■ ЗАДАНИЯ
[a] Извлеките из текста о выставке Верещагина дословный фрагмент между «Отправляясь на выставку» и «пошли на выборы.» включительно.
[b] Изложите содержание текста о выставке Верещагина в двух предложениях.
[c] Продолжите текст о выставке Верещагина с того места, на котором он заканчивается.

■ ИСХОДНЫЙ ТЕКСТ

▼▼▼

Отправляясь на выставку Верещагина в Новой Третьяковке я ожидал увидеть у входа пикет из казаков или каких-то еще «патриотов», но ничего этого не было. Или ребята не в курсе, или все необходимые для народного гнева ресурсы пошли на выборы.
Хотя на первый взгляд ничего крамольного на выставке вроде и не было, – замечательные живописные полотна и множество фотографически точных зарисовок из Индии, Японии, нашего Севера и не нашего Юга, который, впрочем, как раз в то время стал нашим Туркестаном или просто «Средней Азией», множество предметов быта разных народов, включая совершенно негабаритные - в общем, сплошной «Клуб кинопутешественников».
Но это на первый, а уже на второй взгляд начинаешь понимать почему, скажем, Балканская серия, изображающая Русско-турецкую войну 1877-1878 гг., в свое время так не понравилась придворному генералитету и даже царствующим особам как в России, так и за пределами.
Конечно, еще со школьных походов в Третьяковку все мы помним кучу верещагинских черепов под названием «Апофеоз войны», но, в силу некоторой обезличенности, они воспринимаются как некая аллегория, условность. Тем более что после шекспировского Гамлета с черепом бедного Йорика в руках («Я знал его, Горацио…»), означенная часть человеческого скелета смотрится, скорее, как модный атрибут в стиле субкультуры Goths.
Недовольство сильных мира того (второй половины XIX века) понять можно - баталисту полагалось писать генералов в парадных мундирах, принимающих победные рапорты или красивые героические сцены типа «Лейб-гвардии Конный полк в сражении при Фершампенуазе 13 марта 1814 года» Богдана Виллевальде, а Василий Верещагин писал некрасивые солдатские трупы. Убитых писал. Потому что был честным художником и боевым офицером, и изображал войну с натуры, как видел. А видел он ее вживую, на расстоянии сабельного удара, поскольку был участником всех изображенных им военных компаний. В которых Россия методично убивала своих (и чужих тоже) граждан во имя неких геополитических интересов. Знакомая песня, не так ли?

▲▲▲

■ ПОКАЗАННЫЙ МАТЕРИАЛ
▼▼▼

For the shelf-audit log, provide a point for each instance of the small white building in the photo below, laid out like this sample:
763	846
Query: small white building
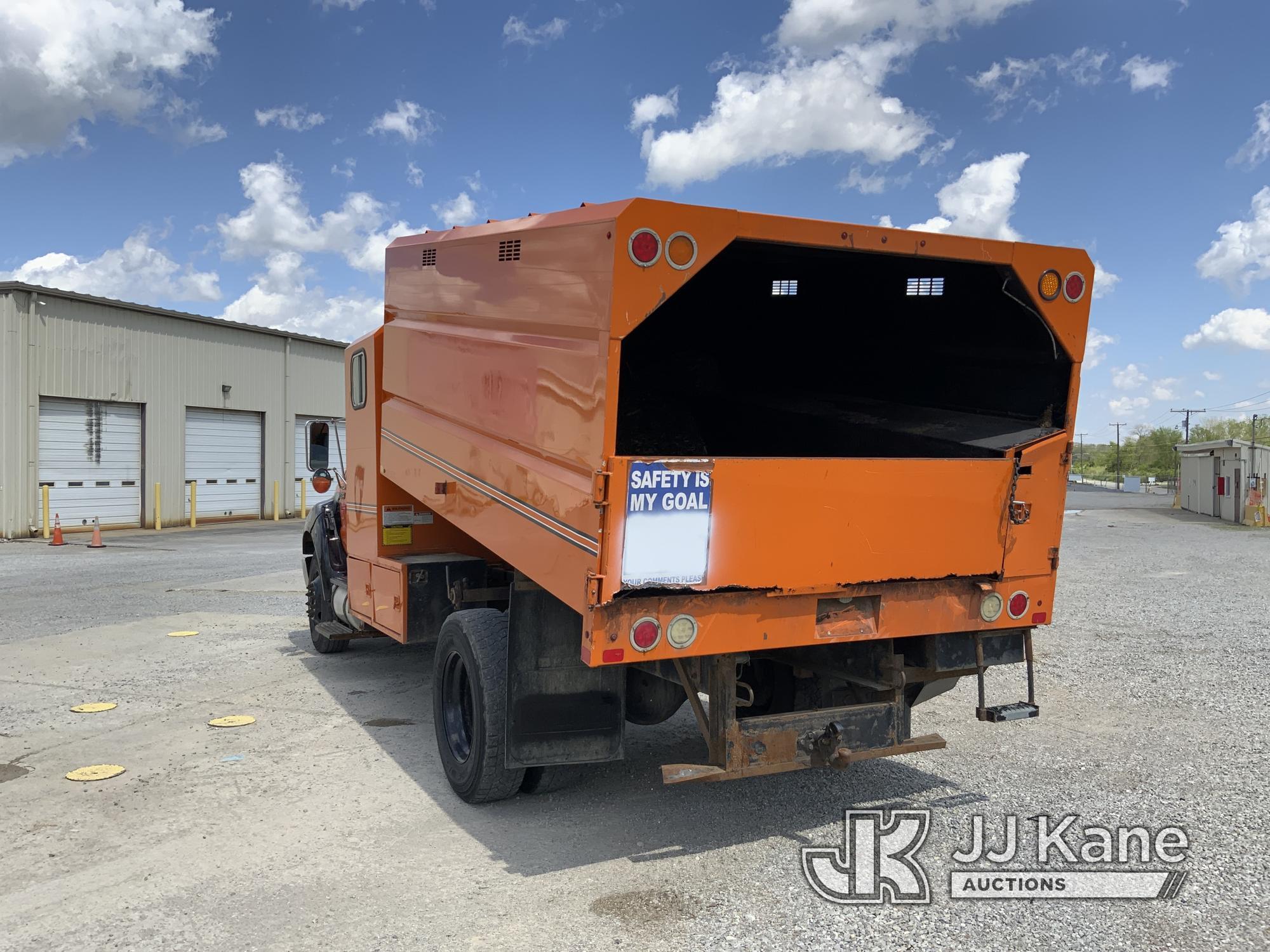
114	407
1224	477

▲▲▲

■ ОТВЕТЫ К УПРАЖНЕНИЮ
[a]
Отправляясь на выставку Верещагина в Новой Третьяковке я ожидал увидеть у входа пикет из казаков или каких-то еще «патриотов», но ничего этого не было. Или ребята не в курсе, или все необходимые для народного гнева ресурсы пошли на выборы.

[b] Автор ожидал увидеть у входа на выставку Верещагина в Новой Третьяковке пикет «патриотов», но его не оказалось, а сама экспозиция с живописью, зарисовками из разных стран и предметами быта на первый взгляд ничем не крамольна. Однако при втором взгляде становится понятно, почему Балканская серия не понравилась генералитету и царствующим особам: Верещагин участвовал во всех изображенных им кампаниях и писал с натуры не парадных генералов, а убитых солдат.

[c]
Можно представить, какой шок испытала публика позапрошлого века, не знающая цветного телевидения и широкоэкранного кино, глядя на огромные, размером с киноэкран яркие пацифистские полотна Верещагина. Такие как «Панихида» - уходящее за свинцовый горизонт поле с раздетыми трупами, «После атаки. Перевязочный пункт под Плевной» - множество искалеченных солдат, из которых далеко не все дождутся медицинской помощи, «Скобелев под Шипкой», где на первом плане опять умирающие солдаты, и только на втором или даже на третьем – бравый генерал на лихом коне.
И еще одно замечательное полотно, названия не запомнил, а сюжет такой – на высоком холме на походном стуле в наполеоновской позе сидит император (наш) и наблюдает за битвой, вокруг суетится куча разодетых генералов, а убивающие друг друга солдатушки бравы ребятушки вообще где-то за кадром, их на полотне и не видно. Кому интересно пушечное мясо?!
Вот такой взгляд на войну. Так что представляю, что сказал бы убитый на русско-японской войне художник Верещагин, который перед каждой поездкой на фронт писал завещание и который за беспримерное мужество был награжден Орденом Святого Георгия - высшей наградой Российской Империи, какому-нибудь мордатому придурку на японском джипе с надписью «Можем повторить»!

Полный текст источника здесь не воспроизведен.